======== TEXT PROVIDED

In our own solar system, however, Earth, Mars and even Venus are all in the habitable zone around the sun. Yet, only one of those planets currently has the capability to support life as we know it. That means habitability and preserving liquid water for exoplanets isn’t all location, location, location. So, currently, scientists don’t have a robust way of confirming if a planet is habitable or not.
Thinking about Earth, Mars and Venus as well as the differences between the trio, the team realized that the only one with habitability, Earth, also has an atmosphere depleted of carbon dioxide in comparison to its habitable zone neighbors.
“We assume that these planets were created in a similar fashion, and if we see one planet with much less carbon now, it must have gone somewhere,” Triaud pointed out. “The only process that could remove that much carbon from an atmosphere is a strong water cycle involving oceans of liquid water.”
Over the course of billions of years, our planet’s oceans have been responsible for depleting huge amounts of carbon dioxide from the atmosphere, meaning it has less now than Venus or Mars.
“On Earth, much of the atmospheric carbon dioxide has been sequestered in seawater and solid rock over geological timescales, which has helped to regulate climate and habitability for billions of years,” Frieder Klein, research co-author and a scientist at the Woods Hole Oceanographic Institution (WHOI), said in the statement.
That led the team to think that a similar depletion of carbon dioxide in an exoplanet’s atmosphere could also indicate the presence of a liquid ocean.
Conducting a search with these parameters would be best suited to “peas-in-a-pod” planetary systems that, like the solar system, host multiple rocky or terrestrial worlds of similar sizes that orbit their star at similar distances.
The first step in the investigation suggested by the team is to hunt for carbon dioxide and use this as an indicator that the exoplanet targets have an atmosphere. Once multiple planets in a single system are determined to have atmospheres, the next step would be to determine just how much carbon dioxide is in the atmospheres.
This should reveal if one or more of the planets have significantly less carbon dioxide than the others, indicating that it likely has oceans of liquid water and could thus be habitable.
Of course, there is a little more to this method than just comparing carbon dioxide abundances. “Habitability” doesn’t equal “inhabited.” To check if life may actually exist on an exoplanet highlighted by a lack of carbon dioxide, the team suggests looking for another molecule: Ozone.
Composed of three oxygen atoms, ozone is a molecule created when lifeforms like plants and microorganisms strip carbon dioxide from the atmosphere of Earth then emit oxygen molecules that are struck by sunlight. Ozone is a good gauge of these processes on alien worlds because it is easier to detect in the atmosphere of distant exoplanets than oxygen itself is.

================
======== RAW DATA

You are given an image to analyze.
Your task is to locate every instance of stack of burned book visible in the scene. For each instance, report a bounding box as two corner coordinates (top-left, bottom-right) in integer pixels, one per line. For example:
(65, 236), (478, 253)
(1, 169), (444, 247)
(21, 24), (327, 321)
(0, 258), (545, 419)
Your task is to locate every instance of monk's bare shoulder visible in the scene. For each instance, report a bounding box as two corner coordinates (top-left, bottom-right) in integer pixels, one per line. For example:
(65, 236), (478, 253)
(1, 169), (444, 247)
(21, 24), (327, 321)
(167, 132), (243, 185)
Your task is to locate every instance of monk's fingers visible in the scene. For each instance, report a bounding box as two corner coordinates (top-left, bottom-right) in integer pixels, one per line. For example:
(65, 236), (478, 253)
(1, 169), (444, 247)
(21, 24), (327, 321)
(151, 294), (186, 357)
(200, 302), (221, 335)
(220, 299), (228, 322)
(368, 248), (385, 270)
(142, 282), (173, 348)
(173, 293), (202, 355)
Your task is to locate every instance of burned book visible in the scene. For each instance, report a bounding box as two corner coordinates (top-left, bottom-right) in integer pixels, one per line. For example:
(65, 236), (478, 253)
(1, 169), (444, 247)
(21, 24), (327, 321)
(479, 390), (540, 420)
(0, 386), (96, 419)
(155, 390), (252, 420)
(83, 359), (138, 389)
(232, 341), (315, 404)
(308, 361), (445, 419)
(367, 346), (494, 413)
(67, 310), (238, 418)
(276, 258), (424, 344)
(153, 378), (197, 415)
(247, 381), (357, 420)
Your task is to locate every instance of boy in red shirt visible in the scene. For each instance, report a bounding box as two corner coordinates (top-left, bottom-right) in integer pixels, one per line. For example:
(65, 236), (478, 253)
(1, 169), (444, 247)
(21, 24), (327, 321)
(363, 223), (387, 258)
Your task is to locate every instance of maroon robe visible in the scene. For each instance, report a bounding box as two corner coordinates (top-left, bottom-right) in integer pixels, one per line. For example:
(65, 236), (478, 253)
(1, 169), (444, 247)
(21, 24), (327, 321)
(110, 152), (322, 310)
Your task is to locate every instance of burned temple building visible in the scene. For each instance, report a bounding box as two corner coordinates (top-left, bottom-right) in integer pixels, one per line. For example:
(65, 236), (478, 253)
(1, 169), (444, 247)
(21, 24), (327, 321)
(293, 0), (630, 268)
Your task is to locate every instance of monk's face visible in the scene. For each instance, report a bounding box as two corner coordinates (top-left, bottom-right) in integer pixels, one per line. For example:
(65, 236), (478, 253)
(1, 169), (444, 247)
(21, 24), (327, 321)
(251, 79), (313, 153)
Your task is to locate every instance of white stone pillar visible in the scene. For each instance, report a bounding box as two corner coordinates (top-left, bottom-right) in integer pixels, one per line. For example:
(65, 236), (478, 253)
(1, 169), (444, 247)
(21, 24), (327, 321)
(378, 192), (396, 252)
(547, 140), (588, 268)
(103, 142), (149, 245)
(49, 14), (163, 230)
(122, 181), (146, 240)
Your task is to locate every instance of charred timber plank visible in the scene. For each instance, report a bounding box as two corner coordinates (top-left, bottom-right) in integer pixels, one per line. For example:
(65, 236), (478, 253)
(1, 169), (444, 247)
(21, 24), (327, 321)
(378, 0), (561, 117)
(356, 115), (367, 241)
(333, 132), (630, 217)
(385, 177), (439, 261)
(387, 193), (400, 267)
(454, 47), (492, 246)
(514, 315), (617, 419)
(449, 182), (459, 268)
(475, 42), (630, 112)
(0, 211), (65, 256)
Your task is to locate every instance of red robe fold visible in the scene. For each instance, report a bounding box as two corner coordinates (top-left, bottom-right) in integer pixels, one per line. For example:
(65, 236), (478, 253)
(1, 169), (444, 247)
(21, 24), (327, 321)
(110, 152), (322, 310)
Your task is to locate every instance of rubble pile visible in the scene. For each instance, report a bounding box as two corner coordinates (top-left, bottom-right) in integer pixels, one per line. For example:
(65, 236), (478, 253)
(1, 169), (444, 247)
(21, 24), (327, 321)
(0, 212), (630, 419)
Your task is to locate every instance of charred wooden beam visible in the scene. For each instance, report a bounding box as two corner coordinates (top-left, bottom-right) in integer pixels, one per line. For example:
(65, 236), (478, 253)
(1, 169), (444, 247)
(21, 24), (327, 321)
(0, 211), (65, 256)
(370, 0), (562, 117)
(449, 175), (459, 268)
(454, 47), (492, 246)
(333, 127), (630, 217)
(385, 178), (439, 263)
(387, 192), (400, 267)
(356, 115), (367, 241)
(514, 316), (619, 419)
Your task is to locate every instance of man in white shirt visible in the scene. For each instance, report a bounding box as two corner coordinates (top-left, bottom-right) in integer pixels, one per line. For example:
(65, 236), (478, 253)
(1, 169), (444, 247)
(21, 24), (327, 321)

================

#### WORK TO COMPLETE
1. From the passage on exoplanet habitability, extract the part that opens with the words containing "Conducting a search" and closes with "in the atmospheres.". Copy it without changes.
2. According to the passage on exoplanet habitability, why is ozone a good gauge of life processes on alien worlds?

#### ANSWERS IN ORDER
1.
Conducting a search with these parameters would be best suited to “peas-in-a-pod” planetary systems that, like the solar system, host multiple rocky or terrestrial worlds of similar sizes that orbit their star at similar distances.
The first step in the investigation suggested by the team is to hunt for carbon dioxide and use this as an indicator that the exoplanet targets have an atmosphere. Once multiple planets in a single system are determined to have atmospheres, the next step would be to determine just how much carbon dioxide is in the atmospheres.

2. Ozone is easier to detect in the atmosphere of distant exoplanets than oxygen itself is.